-- Passage for review --
━━━━
The solar eclipse is beginning to fall over the U.S., and if you're not prepared with your NASA-approved glasses, or your DIY eclipse viewer, you might be wondering if your trusty smartphone can help you out. But, can you safely look at the 2017 solar eclipse in selfie mode? The short answer is maybe. "Yes, you can. Selfie [mode] is fine," Jim Todd, the OMSI director of Space Science Education, told Oregon-based KOIN 6 News. "You are not looking at the sun in that fashion, and you are taking a snapshot really.”
However, like with anything, you still need to be smart about it, and not everyone agrees that it's safe. In a press release from Columbia University Medical Center, Dr. Tongalp Tezel, a retina expert, said there is danger of reflecting ultraviolet light back into your eyes if you take a selfie with the eclipse in the background.
"Many people will think it’s safe to take a selfie with the eclipse in the background because they aren’t looking directly at the sun. What they may not realize is that the screen of your phone reflects the ultraviolet rays emitted during an eclipse directly toward your eye, which can result in a solar burn.”
Remember to look at your phone screen, and not at the sun if you don't have proper eclipse glasses, and don't try to take a selfie with the eclipse in the background. Sunglasses are not enough protection during an eclipse.
While selfie mode might help protect your peepers from sun damage, there is no guarantee. But, what about your phone? There's been a lot of speculation that pointing your smartphone at the sun during the eclipse could burn out your camera, just like looking at the sun without solar eclipse glasses can burn your retinas.
I have good news! "You could point your iPhone at the sun right now to take photos and the camera’s sensor and the lens would not be damaged," USA Today noted, citing a statement from Apple. "And the same is the case for the solar eclipse."
You should only try to photograph the eclipse if you have ISO-approved eclipse glasses. As far as viewing the eclipse in selfie mode, clearly, there is conflicting information about what's safe to do here. If you have any doubts, opt for one of these other DIY eclipse viewing options instead because, you only get one pair of eyes.
━━━━
-- The data --
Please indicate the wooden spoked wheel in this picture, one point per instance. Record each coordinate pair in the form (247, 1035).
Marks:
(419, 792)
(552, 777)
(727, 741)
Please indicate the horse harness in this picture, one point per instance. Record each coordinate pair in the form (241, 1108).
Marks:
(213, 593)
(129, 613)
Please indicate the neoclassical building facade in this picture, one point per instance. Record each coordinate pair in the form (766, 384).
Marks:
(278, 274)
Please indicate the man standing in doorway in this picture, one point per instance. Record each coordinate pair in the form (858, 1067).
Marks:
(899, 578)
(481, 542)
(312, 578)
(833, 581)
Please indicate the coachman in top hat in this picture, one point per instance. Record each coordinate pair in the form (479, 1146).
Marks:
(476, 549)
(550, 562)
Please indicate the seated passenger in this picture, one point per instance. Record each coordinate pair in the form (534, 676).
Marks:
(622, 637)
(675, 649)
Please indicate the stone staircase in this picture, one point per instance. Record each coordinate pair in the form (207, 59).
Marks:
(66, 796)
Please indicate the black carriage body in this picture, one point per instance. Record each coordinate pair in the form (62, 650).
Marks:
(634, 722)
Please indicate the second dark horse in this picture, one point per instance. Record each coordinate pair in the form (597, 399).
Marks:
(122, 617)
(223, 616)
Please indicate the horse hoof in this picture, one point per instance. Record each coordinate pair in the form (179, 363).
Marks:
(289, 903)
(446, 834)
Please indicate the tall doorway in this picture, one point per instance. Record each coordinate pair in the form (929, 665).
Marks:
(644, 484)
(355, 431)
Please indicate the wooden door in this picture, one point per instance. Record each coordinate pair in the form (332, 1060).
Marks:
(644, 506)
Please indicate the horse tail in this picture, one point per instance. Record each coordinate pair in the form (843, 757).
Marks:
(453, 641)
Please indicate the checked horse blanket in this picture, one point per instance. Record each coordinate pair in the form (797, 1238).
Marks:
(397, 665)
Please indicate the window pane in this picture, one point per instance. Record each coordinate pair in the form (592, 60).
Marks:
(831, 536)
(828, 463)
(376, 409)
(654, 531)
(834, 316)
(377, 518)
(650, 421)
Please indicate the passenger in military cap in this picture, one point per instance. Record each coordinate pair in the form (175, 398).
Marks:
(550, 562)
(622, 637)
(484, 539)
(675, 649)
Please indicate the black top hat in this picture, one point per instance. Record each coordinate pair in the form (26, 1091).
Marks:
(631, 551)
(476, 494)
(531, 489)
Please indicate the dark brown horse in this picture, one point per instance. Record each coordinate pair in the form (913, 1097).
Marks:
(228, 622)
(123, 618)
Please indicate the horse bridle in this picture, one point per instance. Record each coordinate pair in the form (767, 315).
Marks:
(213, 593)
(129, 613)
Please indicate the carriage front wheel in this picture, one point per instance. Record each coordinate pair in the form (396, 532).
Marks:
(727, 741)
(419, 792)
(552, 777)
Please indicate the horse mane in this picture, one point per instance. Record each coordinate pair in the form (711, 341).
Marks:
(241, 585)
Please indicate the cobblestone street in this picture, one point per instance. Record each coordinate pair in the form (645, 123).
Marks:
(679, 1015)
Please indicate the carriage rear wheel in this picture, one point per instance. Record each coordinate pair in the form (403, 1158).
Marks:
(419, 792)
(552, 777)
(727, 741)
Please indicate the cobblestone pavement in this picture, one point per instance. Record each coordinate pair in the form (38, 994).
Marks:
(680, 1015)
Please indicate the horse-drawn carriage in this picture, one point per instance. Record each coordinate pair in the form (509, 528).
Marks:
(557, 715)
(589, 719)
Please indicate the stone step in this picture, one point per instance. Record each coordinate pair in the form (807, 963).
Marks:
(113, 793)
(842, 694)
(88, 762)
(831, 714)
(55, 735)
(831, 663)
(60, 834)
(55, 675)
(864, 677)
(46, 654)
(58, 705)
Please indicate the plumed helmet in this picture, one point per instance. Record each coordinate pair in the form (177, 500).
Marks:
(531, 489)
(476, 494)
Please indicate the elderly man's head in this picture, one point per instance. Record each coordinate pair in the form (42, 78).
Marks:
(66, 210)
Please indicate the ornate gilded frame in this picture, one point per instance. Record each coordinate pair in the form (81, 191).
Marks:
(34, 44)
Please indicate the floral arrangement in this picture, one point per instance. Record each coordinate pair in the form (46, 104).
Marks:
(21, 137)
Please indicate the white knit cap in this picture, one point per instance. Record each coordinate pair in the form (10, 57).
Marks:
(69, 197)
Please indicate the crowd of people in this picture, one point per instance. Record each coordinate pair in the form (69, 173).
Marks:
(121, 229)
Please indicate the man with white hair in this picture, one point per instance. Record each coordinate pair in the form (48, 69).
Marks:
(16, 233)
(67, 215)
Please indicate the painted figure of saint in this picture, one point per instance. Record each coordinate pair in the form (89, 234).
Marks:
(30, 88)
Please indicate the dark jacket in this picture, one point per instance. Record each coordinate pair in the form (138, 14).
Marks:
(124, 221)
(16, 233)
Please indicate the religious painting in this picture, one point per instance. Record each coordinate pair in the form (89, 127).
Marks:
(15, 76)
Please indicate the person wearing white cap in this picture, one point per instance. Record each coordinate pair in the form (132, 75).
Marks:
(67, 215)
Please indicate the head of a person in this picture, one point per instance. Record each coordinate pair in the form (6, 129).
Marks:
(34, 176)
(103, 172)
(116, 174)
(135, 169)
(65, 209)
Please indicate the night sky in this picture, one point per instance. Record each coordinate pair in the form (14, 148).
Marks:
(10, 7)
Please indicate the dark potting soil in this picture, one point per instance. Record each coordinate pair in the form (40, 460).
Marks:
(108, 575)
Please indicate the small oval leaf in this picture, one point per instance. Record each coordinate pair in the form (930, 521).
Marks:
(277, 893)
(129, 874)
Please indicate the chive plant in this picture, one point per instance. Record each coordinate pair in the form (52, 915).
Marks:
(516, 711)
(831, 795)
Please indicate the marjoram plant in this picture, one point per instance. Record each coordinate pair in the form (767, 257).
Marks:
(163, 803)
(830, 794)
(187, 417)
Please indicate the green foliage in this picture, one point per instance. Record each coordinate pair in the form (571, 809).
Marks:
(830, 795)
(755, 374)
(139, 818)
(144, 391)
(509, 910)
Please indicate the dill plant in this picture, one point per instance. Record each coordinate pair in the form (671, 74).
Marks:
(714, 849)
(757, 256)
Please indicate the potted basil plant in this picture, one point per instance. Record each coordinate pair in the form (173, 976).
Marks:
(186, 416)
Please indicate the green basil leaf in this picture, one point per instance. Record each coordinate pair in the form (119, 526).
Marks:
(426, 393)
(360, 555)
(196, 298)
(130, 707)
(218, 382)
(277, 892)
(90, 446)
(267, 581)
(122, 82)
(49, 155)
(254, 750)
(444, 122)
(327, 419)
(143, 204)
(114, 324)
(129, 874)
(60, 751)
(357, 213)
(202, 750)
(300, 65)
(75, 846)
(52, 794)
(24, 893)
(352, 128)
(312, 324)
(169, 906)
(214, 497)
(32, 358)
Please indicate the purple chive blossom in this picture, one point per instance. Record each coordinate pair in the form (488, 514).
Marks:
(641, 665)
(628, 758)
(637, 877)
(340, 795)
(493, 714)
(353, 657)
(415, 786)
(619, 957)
━━━━
-- Questions on the material --
(A) Answer these questions about the article on eclipse selfies, one per line:
(i) What position does Jim Todd hold?
(ii) According to Dr. Tongalp Tezel, what reflects the ultraviolet rays of an eclipse toward your eye?
(iii) Which company's statement did USA Today cite about the iPhone camera?
(B) Copy the part of the article on eclipse selfies that opens with the words containing "While selfie mode" and closes with "burn your retinas.".

-- Answer section --
(A)
(i) OMSI director of Space Science Education
(ii) The screen of your phone
(iii) Apple

(B)
While selfie mode might help protect your peepers from sun damage, there is no guarantee. But, what about your phone? There's been a lot of speculation that pointing your smartphone at the sun during the eclipse could burn out your camera, just like looking at the sun without solar eclipse glasses can burn your retinas.